> _INFORMATION SUPPLIED_:
________

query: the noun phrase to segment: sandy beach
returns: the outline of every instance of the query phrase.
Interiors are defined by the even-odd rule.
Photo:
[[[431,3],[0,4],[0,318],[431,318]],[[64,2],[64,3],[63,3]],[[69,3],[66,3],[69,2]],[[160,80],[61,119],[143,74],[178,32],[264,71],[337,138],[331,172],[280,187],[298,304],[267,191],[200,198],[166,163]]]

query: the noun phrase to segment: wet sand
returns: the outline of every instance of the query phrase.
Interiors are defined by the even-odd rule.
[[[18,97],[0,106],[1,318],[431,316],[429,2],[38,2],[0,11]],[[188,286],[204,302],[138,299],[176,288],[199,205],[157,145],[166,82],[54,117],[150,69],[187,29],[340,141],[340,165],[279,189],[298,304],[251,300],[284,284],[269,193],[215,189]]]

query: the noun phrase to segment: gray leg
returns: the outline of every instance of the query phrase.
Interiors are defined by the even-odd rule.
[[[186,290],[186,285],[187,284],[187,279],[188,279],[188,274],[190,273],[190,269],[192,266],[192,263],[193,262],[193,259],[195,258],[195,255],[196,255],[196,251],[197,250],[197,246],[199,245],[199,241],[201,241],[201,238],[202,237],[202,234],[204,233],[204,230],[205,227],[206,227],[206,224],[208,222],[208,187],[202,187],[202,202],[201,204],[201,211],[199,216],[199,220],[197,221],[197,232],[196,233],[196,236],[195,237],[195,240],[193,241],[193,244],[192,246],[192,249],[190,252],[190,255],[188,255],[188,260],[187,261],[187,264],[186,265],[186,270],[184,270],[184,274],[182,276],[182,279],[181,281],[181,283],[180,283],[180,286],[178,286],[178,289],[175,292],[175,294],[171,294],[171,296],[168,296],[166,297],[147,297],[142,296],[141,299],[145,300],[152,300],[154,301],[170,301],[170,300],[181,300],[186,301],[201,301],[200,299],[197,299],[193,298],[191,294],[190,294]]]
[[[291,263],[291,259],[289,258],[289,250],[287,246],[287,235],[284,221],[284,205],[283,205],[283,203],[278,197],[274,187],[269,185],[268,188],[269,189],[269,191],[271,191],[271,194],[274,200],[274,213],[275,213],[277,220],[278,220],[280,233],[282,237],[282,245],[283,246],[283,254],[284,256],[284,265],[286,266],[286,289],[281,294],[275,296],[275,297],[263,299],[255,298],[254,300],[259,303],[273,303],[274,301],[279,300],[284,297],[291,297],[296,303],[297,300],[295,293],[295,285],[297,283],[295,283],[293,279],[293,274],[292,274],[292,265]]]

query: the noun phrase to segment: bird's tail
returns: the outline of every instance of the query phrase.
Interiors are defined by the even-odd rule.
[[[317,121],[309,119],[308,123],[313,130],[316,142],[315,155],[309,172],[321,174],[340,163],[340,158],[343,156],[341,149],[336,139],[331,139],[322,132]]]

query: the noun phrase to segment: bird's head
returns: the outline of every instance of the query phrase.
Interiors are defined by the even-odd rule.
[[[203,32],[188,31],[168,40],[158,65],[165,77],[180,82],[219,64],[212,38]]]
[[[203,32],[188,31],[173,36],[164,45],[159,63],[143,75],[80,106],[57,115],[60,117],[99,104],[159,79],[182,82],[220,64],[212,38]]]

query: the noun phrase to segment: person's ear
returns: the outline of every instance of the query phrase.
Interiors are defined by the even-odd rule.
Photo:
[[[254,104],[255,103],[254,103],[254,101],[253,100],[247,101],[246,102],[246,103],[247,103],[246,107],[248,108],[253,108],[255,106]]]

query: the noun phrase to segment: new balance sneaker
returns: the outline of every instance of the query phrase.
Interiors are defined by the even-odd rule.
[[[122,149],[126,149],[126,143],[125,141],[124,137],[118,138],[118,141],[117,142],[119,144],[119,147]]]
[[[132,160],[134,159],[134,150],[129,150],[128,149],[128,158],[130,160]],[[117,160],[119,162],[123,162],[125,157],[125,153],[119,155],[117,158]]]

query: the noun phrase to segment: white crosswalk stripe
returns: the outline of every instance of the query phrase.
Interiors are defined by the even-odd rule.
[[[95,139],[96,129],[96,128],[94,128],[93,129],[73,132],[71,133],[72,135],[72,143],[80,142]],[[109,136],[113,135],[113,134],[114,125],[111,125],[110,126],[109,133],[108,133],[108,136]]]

________

> _DIRECTION_: Print again each line of the listing above, exactly as it appears.

> _SOLUTION TO THIS TASK_:
query: the noun phrase to segment: sandy beach
returns: the outline of every instance of the query phrase.
Interiors are defined by the even-odd rule.
Photo:
[[[431,3],[0,4],[0,318],[431,318]],[[64,2],[64,3],[63,3]],[[69,3],[66,3],[69,2]],[[160,80],[61,119],[143,74],[178,32],[264,71],[337,138],[331,172],[280,187],[298,304],[267,191],[200,198],[166,163]]]

query: the noun phrase to segment: wet sand
returns: the outline of every instance of the query phrase.
Interiors are defined by the even-odd rule.
[[[18,97],[0,106],[1,318],[431,316],[429,2],[38,2],[0,11]],[[188,286],[204,302],[138,299],[176,288],[199,205],[157,145],[166,82],[54,117],[150,69],[187,29],[340,141],[340,165],[279,189],[298,304],[251,300],[284,284],[269,193],[215,189]]]

query: the noun phrase to segment: gray leg
returns: the outline of every instance of the query phrase.
Interiors are defined by the even-odd rule.
[[[186,290],[186,285],[187,284],[187,279],[188,279],[188,274],[190,273],[190,269],[192,266],[192,263],[193,262],[193,259],[195,258],[195,255],[196,255],[196,251],[197,250],[197,246],[199,245],[199,241],[201,241],[201,238],[202,237],[202,234],[204,233],[204,230],[205,227],[206,227],[206,224],[208,222],[208,187],[202,187],[202,202],[201,204],[201,211],[199,216],[199,220],[197,221],[197,232],[196,233],[196,236],[195,237],[195,240],[193,241],[193,244],[192,246],[192,249],[190,252],[190,255],[188,255],[188,260],[187,261],[187,264],[186,265],[186,270],[184,270],[184,274],[182,276],[182,279],[181,281],[181,283],[180,283],[180,286],[178,286],[178,289],[175,292],[175,294],[171,294],[171,296],[168,296],[166,297],[147,297],[142,296],[141,299],[145,300],[152,300],[154,301],[170,301],[170,300],[181,300],[186,301],[201,301],[200,299],[197,299],[193,298],[191,294],[190,294]]]
[[[291,263],[291,259],[289,258],[289,250],[287,246],[287,235],[284,221],[284,205],[283,205],[283,203],[278,197],[274,187],[269,185],[268,188],[269,189],[269,191],[271,191],[271,194],[274,200],[274,213],[275,213],[277,220],[278,220],[280,233],[282,237],[282,245],[283,246],[283,254],[284,256],[284,265],[286,266],[286,289],[281,294],[275,296],[275,297],[263,299],[255,298],[254,300],[259,303],[273,303],[274,301],[279,300],[284,297],[291,297],[296,303],[297,300],[295,293],[295,285],[297,283],[295,283],[293,279],[293,274],[292,274],[292,265]]]

query: the noun phrase to segment: bird's tail
returns: the outline of every instance of the query phrase.
Interiors are defined by the even-odd rule.
[[[317,121],[309,119],[308,123],[313,130],[316,142],[315,155],[309,172],[321,174],[340,163],[340,158],[343,156],[341,149],[336,139],[331,139],[322,132]]]

query: the noun phrase to segment: bird's head
returns: the outline of every instance of the query phrase.
Interiors are defined by the even-odd rule.
[[[203,32],[188,31],[168,40],[158,65],[165,77],[180,82],[219,64],[212,38]]]
[[[203,32],[188,31],[173,36],[164,45],[159,63],[143,75],[80,106],[57,115],[60,117],[99,104],[159,79],[182,82],[220,64],[212,38]]]

query: the noun phrase to segment: person's ear
returns: the outline of every instance of the query phrase.
Interiors are defined by the even-odd rule.
Photo:
[[[254,104],[255,103],[254,103],[254,101],[253,100],[247,101],[246,102],[246,103],[247,103],[246,107],[248,108],[253,108],[255,106]]]

query: the noun phrase to segment: new balance sneaker
returns: the outline of every instance of the query phrase.
Interiors are defined by the even-odd rule.
[[[122,149],[126,149],[126,143],[125,141],[124,137],[118,138],[118,141],[117,142],[119,144],[119,147]]]
[[[132,160],[134,159],[134,150],[129,150],[128,149],[128,158],[130,160]],[[117,160],[119,162],[123,162],[125,157],[125,153],[119,155],[117,158]]]

query: the noun phrase to segment: white crosswalk stripe
returns: the outline of every instance of the query phrase.
Interiors are defined by the even-odd rule.
[[[95,139],[96,129],[96,128],[94,128],[93,129],[73,132],[71,133],[72,135],[72,143],[80,142]],[[109,136],[113,135],[113,134],[114,125],[111,125],[110,126],[109,133],[108,133],[108,136]]]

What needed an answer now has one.